Source text:
=== Begin Enclosure ===
MASTER OF MEMORY. Nils Malmros recaptures the details of past situations and moods in his films, including "Sorrow and Joy". Photo: Photo: Martin Dam Kristensen
Malmros, 69, bases his films on a technique reminiscent of total recall. As a master of memory who can recapture the details of past situations, characters, moods and everyday life with almost uncanny precision, he commands a singular position at the forefront of Danish filmmaking, admired by Lars von Trier and honoured time and again with Danish film awards.
For many years the landscape of childhood was Malmros' special territory, evoked, for example, in his witty yet sensitive major work "Tree of Knowledge" (1981), which follows a school class over several years during which we see the pupils gradually mature before our eyes.
In "Sorrow and Joy", we see glimpses of his work with this film and his next production, "Beauty and the Beast" (1983), in which the feelings of a weak-willed father towards his 16-year-old daughter become over-charged.
GROWING UP. The actors of "The Tree of Knowledge" literally mature before our eyes as Malmros shot the film over two years, following a class during its final years of grade school. Photo: Torben Stroyer
However, the film that most clearly foreshadows "Sorrow and Joy" is "Pain of Love" (1991) about a manic depressive girl who – "caught in my own web", as she says – battles vainly to conquer her disorder.
Most of Malmros' young heroines have fragile psyches and a wildly erratic emotional register, often coupled with strong erotic attraction and drive.
In counterpoint to this, in many ways childlike woman stand the alter-ego figures Malmros frequently uses, figures whom she fascinates and challenges but who themselves come across as rational and middle-class minded, with emotional and sexual inhibitions. Products of the petit-bourgeois morality and authoritarian education in the better social circles of the 1950s and early 1960s.
=== End Enclosure ===
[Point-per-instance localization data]
=== Begin Enclosure ===
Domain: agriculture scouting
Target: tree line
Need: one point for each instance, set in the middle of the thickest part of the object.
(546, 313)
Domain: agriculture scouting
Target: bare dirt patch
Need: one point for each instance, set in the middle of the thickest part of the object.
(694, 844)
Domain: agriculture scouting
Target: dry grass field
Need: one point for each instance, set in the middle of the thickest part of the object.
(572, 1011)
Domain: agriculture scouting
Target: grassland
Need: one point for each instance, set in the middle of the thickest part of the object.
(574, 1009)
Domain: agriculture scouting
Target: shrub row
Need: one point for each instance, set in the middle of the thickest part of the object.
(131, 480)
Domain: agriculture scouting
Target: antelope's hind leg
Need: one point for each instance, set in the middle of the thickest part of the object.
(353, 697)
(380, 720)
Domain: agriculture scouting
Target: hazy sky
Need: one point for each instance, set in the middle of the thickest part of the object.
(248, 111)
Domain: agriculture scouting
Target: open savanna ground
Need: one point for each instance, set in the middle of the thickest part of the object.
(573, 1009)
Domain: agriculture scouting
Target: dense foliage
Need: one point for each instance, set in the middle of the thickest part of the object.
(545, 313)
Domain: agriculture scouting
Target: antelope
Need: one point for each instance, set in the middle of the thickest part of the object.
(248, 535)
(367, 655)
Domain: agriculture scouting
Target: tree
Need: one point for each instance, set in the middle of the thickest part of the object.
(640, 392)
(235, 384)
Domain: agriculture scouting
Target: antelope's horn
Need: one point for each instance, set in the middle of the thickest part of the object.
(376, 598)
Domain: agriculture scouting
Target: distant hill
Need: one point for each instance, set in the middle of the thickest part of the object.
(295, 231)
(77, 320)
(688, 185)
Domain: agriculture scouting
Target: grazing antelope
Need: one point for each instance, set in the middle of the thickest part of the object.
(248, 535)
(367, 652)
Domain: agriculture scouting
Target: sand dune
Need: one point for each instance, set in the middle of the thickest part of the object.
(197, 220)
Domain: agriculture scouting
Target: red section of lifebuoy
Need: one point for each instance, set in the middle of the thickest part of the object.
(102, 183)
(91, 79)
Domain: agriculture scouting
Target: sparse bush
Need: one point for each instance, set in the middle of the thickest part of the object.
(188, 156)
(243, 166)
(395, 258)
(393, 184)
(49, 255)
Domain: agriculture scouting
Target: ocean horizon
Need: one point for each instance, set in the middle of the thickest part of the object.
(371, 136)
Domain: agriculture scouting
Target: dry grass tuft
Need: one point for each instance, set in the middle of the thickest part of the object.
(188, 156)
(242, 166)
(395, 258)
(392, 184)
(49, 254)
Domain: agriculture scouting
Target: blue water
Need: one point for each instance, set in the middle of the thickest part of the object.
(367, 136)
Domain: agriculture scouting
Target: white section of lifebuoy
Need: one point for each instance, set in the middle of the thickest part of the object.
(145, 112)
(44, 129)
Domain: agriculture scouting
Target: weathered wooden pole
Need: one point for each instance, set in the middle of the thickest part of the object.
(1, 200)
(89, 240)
=== End Enclosure ===
Work order 1: In the article on Nils Malmros, over how long a period did he shoot "The Tree of Knowledge"?
Work order 2: Carry the article on Nils Malmros forward from its last sentence.

Written answer 1: Over two years.

Written answer 2:
Modelled on real people
In his eleven feature films, Malmros has created a meticulous mosaic of his life, richly detailed with almost pedantic precision, and thus produced a work rarely matched in cinema history.
His characters are not only modelled on living people – they also physically resemble them. Malmros graduated in medicine alongside his career as a film director, and his detailed realism has an almost surgical accuracy.
Nonetheless, the spirit of a poet breathes through this panorama of Danish school life, youth and the difficulties of adolescence over the decades. Precision and poetry go hand-in-hand in a lifework where humour and gentle irony often cast a sense of perspective on human adversity.
Naturally, humour plays a smaller role in "Sorrow and Joy" than in many of Malmros' earlier productions. "Sorrow and Joy" in turn speaks more directly and immediately to the emotions than any other Malmros film.
Tragedy strikes cruelly, but also makes characters grow. For the first time in Malmros' many memoir films, they finally grow up.
"Sorrow and Joy" is written by Nils Malmros and John Mogensen, and Thomas Heinesen has produced for Nordisk Film. International sales are handled by Trustnordisk. The film enjoys its world premiere at Rome Film Festival. Domestic release is 14 November.
About Nils Malmros
Born 5 October 1944, Denmark. Graduate of medicine, 1988. Malmros, who found inspiration early on in the French New Wave, is considered one of Danish cinema's major auteurs. As both screenwriter and director, Malmros maintains a strong autobiographical element in his works which draw on the director's memories of growing up in the provincial town of Aarhus. His films are characterized by a unique psychological realism, often using amateur actors from the actual milieus he depicts.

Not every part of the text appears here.